Supplied material:
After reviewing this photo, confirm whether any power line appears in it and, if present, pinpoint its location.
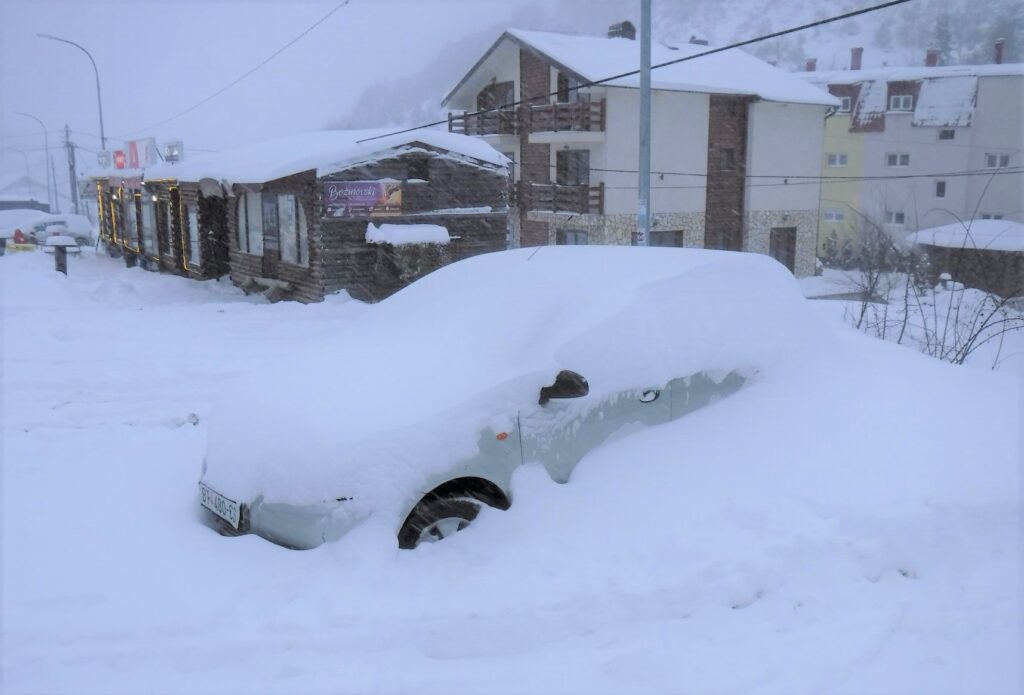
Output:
[115,0,352,137]
[598,168,1024,190]
[356,0,910,142]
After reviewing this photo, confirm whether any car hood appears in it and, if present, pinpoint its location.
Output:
[199,247,826,504]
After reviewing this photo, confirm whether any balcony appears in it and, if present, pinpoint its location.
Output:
[449,99,605,136]
[512,181,604,215]
[449,108,520,135]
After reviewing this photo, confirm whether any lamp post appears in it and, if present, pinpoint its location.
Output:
[36,33,106,150]
[14,111,57,212]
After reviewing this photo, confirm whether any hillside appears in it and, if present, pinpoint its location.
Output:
[327,0,1024,128]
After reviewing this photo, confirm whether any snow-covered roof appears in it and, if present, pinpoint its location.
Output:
[445,29,839,106]
[367,222,452,246]
[907,220,1024,252]
[145,129,508,183]
[794,62,1024,87]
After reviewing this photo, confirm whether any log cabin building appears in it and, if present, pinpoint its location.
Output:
[96,130,509,302]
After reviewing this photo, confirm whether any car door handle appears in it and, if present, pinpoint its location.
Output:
[640,389,662,403]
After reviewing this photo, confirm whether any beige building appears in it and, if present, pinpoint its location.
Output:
[443,23,839,275]
[801,48,1024,259]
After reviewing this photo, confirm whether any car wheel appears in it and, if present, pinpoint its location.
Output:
[398,497,480,550]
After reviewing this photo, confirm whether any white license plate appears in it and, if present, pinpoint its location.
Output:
[199,483,242,528]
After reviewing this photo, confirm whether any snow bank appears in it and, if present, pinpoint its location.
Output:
[206,247,828,513]
[367,222,451,246]
[906,220,1024,252]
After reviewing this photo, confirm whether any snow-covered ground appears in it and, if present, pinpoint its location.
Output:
[0,253,1022,693]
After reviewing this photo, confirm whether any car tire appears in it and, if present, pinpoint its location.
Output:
[398,496,482,550]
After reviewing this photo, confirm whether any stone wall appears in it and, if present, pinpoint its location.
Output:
[519,47,551,246]
[742,210,818,277]
[529,212,705,249]
[705,94,751,251]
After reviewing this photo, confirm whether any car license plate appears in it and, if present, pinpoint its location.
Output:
[199,483,242,528]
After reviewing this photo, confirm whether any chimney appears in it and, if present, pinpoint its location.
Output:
[608,21,637,41]
[850,46,864,70]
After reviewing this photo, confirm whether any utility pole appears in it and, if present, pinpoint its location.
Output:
[637,0,650,246]
[46,153,60,213]
[65,124,81,215]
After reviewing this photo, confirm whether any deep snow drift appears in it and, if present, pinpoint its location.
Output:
[0,253,1022,693]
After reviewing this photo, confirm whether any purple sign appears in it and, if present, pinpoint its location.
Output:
[324,181,401,217]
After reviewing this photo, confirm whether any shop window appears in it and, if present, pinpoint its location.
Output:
[141,193,157,256]
[121,190,138,249]
[185,205,203,265]
[278,194,307,266]
[555,229,587,246]
[238,192,263,256]
[406,157,430,181]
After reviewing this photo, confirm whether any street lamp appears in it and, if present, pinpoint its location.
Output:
[36,33,106,150]
[14,111,57,212]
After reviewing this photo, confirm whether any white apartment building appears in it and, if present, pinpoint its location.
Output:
[443,23,840,275]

Exercise brief: Transcribe every one of the lines above word for word, omitting any pictures from your copy.

Task result:
After reviewing this photo, confirm whether any power line appears in it and, if present, pinpoint its location.
Output:
[115,0,352,137]
[598,168,1024,190]
[356,0,910,142]
After reviewing this photo, confirm whether any car hood appears in it and, if present, pinpoint its location.
Output:
[199,247,826,504]
After reviewing this photo, confirm whether any balcony appears in it and, if present, pinpoint its location.
Output:
[449,99,605,136]
[512,181,604,215]
[449,108,520,135]
After reviewing this photo, confirm whether any lamp post appears in it and, if present, pinpoint its location.
Output:
[36,33,106,150]
[14,111,57,212]
After reviewing this photo, confirm whether any hillside appears in it and, if present, pinpoint its location.
Output:
[327,0,1024,128]
After reviewing this photo, confirm whether any snow-covered roof appears in it and, if present, pinpoint its location.
Output:
[445,29,839,106]
[367,222,452,246]
[907,220,1024,252]
[145,129,508,183]
[794,62,1024,87]
After reviewing this photo, confirm whether any log cabin building appears in it and, if present, pinpoint its location.
Output:
[96,130,509,302]
After reviewing this photo, confirm whether any car door handle appears in it and, if present, pinpoint its location.
Output:
[640,389,662,403]
After reviewing this photo, confirm whether any beige building appears in it and, if present, pinpoint its location.
Output:
[443,23,839,275]
[801,48,1024,259]
After reviewing this photo, confirm whether any car wheel appears in it and, if present, pinpoint its location.
Output:
[398,497,480,550]
After reviewing this photo, confirm whether any white license plate appears in it and, if present, pinpoint its location.
Output:
[199,483,242,528]
After reviewing this photo, confirm whether any snow bank appears in it and, if present, pinpoint its location.
Output:
[206,247,828,513]
[367,222,451,246]
[906,220,1024,252]
After reviewing this photo, confirm whether any snow-covered ground appears in it and, if present, pinpoint its location.
Output:
[0,253,1022,693]
After reviewing this photo, confirm whether any car tire appears in it and, if present, pinpoint its location.
Output:
[398,496,482,550]
After reviewing this photo, confirm whether any stone wall appears in it and, if present, pinpoint its location.
Output:
[519,47,551,246]
[742,210,818,277]
[529,212,705,249]
[705,94,751,251]
After reviewing this photo, confirm whether any car license plate appears in it and, if present, pinpoint its location.
Output:
[199,483,242,528]
After reviewing this photo, confirm whether any chimney appears in it and, if present, pinpoint its location.
Output:
[608,21,637,41]
[850,46,864,70]
After reviewing this photo, confirm whether any utility pole appears in it and, if present, pinpoint its location.
Output:
[637,0,650,246]
[46,153,60,213]
[65,124,81,215]
After reviewing this photo, confirm whether any deep snow drift appears in it and, if present, pinpoint its location.
Output:
[0,253,1022,693]
After reviewing this photo, confirm whether any purple sign appears in it and, if present, pinpoint its location.
Output:
[324,181,401,217]
After reviewing this photo, confirm whether any shop window appears in it and, if present, pinpoint its location.
Output:
[141,193,157,256]
[121,190,138,249]
[185,205,203,265]
[278,194,307,266]
[555,229,587,246]
[238,192,263,256]
[406,157,430,181]
After reviewing this photo, confirm whether any street lamp appears in it and, if present, pinpoint its location.
Output:
[36,33,106,150]
[14,111,57,212]
After reviewing this photo, confirm whether any white apartment building appears in it and, if present, pinpoint its location.
Output:
[443,23,840,275]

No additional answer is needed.